#### About this exercise:
Match the word "black". Return each line of the data below where it appears.

+++

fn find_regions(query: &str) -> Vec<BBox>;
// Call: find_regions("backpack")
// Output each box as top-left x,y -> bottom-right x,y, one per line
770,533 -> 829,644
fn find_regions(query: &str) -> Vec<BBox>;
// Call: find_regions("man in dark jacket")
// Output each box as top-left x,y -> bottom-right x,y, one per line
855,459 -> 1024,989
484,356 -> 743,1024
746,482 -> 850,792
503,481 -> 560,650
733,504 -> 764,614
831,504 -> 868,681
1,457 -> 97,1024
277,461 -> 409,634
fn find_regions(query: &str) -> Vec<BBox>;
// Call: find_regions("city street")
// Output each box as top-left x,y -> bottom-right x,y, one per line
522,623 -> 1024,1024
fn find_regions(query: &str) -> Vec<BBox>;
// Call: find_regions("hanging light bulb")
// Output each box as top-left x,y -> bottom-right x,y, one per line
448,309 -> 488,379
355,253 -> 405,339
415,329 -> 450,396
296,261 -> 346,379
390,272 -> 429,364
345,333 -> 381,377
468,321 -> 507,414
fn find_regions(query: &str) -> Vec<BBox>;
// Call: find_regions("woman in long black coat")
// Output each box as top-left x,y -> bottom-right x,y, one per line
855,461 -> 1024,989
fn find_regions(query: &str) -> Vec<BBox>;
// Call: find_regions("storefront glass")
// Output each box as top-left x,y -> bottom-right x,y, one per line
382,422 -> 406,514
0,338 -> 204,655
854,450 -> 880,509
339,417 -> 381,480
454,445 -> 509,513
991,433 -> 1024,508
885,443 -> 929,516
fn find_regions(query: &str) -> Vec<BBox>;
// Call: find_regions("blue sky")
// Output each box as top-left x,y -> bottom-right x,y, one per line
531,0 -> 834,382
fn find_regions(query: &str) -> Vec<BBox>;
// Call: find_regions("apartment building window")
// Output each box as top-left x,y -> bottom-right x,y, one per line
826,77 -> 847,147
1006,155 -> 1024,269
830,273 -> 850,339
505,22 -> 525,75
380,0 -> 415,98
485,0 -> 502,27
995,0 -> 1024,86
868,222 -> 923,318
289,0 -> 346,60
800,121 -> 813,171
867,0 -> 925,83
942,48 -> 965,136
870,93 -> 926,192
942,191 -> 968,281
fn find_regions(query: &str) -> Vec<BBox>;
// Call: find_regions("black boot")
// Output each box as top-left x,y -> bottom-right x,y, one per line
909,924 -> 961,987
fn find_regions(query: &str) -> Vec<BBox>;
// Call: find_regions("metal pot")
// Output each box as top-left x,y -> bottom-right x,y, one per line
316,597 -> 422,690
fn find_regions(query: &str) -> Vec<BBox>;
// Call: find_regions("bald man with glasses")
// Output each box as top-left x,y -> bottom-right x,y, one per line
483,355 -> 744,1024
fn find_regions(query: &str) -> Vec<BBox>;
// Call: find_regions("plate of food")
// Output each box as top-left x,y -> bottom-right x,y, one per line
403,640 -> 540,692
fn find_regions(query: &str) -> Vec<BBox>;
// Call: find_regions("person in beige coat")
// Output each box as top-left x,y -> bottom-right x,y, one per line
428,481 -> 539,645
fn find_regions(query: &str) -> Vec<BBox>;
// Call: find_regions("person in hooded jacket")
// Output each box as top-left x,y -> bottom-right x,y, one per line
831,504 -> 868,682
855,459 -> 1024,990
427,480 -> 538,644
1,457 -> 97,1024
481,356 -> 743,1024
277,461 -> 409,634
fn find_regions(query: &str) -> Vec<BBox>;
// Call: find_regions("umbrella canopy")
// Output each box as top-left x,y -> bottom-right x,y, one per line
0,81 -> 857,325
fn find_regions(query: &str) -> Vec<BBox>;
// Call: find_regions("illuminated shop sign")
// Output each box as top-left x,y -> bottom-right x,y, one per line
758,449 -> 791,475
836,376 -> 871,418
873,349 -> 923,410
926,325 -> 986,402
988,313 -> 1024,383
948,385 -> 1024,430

+++

#### Written solution:
// Call: find_regions("woman in long black coat")
// Call: find_regions("black boot")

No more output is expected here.